WHAT IS EXPECTED:
Which lines below fall between the one containing "237, row 458." and the one containing "356, row 321."? Repeat them exactly, counting both of those lines, and add nothing else.

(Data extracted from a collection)
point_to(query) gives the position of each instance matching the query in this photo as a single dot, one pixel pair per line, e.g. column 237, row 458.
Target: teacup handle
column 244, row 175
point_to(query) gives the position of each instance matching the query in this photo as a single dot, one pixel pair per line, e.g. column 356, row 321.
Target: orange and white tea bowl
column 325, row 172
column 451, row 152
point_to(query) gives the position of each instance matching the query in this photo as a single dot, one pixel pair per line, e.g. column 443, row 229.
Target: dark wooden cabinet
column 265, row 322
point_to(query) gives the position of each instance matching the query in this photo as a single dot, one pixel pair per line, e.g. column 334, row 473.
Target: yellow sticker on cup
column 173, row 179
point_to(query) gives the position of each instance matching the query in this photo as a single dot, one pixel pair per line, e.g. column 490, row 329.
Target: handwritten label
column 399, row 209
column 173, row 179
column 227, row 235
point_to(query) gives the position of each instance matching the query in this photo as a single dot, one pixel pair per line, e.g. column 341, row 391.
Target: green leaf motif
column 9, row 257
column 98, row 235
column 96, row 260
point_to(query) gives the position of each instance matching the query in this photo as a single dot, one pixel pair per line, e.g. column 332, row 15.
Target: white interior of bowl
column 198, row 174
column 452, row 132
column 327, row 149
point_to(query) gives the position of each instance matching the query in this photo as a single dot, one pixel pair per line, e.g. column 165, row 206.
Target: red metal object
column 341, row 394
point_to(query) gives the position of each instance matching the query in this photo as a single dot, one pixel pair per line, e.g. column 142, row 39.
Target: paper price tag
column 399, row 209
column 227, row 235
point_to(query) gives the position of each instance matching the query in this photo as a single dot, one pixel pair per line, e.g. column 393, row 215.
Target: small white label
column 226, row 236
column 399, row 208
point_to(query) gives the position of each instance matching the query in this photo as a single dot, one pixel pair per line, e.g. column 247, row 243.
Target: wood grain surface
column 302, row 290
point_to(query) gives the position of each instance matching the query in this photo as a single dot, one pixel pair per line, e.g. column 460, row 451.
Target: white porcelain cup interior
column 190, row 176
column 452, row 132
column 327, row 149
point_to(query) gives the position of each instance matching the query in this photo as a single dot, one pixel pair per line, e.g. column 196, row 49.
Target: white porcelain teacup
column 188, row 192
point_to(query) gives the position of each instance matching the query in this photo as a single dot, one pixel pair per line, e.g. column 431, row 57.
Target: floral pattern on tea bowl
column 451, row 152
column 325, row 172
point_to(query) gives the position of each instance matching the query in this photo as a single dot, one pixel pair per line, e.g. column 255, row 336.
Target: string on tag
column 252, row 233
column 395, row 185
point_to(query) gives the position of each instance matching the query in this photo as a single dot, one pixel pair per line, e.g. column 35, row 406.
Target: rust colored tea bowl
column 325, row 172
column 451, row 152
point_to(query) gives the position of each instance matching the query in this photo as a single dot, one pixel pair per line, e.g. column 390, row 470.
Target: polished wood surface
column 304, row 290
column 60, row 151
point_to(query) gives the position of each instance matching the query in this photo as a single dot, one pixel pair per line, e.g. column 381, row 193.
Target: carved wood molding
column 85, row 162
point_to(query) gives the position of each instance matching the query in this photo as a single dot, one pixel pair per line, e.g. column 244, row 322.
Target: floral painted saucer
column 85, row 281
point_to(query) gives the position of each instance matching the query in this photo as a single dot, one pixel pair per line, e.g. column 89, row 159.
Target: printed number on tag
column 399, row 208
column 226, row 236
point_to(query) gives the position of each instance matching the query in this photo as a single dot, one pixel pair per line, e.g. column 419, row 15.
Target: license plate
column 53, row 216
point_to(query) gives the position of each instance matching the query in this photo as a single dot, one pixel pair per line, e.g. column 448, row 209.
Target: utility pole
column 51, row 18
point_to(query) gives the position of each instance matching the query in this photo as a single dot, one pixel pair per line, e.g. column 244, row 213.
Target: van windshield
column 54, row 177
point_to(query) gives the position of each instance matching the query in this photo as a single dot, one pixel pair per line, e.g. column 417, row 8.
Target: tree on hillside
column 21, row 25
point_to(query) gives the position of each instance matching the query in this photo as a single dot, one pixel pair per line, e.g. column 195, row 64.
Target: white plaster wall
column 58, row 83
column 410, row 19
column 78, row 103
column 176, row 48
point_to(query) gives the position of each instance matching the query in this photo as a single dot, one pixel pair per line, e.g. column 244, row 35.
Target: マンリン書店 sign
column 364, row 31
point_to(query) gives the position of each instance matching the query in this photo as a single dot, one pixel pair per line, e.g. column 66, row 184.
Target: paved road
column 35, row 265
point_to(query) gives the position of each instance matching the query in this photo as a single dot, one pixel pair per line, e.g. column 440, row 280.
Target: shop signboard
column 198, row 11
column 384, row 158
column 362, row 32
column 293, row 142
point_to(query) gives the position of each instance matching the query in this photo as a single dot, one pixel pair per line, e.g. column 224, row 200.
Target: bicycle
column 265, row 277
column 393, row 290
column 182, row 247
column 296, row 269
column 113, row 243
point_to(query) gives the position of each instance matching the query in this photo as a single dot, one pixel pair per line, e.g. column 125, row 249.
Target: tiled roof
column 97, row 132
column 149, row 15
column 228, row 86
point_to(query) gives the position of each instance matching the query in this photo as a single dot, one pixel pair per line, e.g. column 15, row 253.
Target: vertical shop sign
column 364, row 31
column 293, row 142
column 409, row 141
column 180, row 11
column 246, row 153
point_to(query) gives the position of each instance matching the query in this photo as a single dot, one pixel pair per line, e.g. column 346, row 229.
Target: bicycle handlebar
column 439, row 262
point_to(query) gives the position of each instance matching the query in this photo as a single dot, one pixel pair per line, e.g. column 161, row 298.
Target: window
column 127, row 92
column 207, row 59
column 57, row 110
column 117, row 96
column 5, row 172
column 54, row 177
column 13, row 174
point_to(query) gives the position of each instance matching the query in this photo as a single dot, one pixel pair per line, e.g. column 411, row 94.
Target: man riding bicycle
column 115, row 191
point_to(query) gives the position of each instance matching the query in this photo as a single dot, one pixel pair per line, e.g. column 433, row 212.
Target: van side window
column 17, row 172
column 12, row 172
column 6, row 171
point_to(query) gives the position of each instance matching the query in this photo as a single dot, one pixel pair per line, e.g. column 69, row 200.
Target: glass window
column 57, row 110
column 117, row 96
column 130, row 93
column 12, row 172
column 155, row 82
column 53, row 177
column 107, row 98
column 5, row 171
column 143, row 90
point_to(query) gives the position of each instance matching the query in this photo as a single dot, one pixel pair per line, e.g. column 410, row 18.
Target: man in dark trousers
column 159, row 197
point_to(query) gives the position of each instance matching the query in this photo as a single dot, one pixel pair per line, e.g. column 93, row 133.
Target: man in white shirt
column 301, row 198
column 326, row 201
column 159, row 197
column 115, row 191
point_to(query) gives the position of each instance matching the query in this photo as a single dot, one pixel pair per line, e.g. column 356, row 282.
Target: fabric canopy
...
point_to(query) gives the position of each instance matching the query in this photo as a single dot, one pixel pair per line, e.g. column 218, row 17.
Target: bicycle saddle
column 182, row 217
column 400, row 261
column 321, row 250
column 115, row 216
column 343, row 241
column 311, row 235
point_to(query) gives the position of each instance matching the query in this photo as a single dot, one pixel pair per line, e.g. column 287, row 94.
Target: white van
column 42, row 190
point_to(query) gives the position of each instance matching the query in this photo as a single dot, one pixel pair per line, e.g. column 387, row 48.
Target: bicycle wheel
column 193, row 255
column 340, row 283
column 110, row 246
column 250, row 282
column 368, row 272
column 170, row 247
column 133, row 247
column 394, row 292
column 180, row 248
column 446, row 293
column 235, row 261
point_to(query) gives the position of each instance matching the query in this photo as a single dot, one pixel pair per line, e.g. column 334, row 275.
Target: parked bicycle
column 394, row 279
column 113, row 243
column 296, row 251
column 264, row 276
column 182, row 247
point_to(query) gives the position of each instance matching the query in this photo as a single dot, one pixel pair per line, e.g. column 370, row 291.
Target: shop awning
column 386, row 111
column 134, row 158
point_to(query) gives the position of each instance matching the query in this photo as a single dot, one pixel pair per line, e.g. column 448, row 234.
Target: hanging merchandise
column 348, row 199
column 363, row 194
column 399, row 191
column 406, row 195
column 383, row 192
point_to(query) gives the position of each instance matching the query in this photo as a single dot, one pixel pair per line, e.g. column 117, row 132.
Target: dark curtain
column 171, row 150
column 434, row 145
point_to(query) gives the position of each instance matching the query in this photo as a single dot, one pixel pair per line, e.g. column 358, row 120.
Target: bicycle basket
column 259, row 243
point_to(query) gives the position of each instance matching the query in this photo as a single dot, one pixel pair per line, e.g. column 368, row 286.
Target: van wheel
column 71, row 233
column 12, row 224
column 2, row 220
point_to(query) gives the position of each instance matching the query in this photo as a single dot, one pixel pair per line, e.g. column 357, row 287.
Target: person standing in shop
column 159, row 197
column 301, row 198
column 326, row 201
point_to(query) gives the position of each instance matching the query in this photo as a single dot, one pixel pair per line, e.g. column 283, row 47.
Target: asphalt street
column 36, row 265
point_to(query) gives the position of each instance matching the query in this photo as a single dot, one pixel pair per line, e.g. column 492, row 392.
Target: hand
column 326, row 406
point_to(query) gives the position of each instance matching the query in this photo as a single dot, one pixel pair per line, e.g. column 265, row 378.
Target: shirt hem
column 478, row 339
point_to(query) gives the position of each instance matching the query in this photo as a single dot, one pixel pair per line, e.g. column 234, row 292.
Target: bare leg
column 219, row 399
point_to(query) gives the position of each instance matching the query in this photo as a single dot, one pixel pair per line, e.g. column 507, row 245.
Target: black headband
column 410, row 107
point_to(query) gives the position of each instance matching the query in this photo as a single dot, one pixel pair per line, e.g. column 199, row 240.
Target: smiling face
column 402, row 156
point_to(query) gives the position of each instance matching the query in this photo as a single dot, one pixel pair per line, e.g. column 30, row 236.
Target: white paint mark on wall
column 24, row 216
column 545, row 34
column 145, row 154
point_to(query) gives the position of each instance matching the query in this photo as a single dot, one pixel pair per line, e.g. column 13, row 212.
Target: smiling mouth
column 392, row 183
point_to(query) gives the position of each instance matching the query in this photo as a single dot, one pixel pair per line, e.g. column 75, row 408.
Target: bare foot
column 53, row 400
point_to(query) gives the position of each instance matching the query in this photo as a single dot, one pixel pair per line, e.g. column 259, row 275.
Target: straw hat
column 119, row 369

OUTPUT:
point_to(query) gives the position of each instance matching the query in this photo as a single dot, one pixel pair per line, e.g. column 237, row 458.
Target: teacup handle
column 244, row 175
point_to(query) gives the position of each instance matching the query in this photo as a single dot, one pixel pair per line, e.g. column 356, row 321.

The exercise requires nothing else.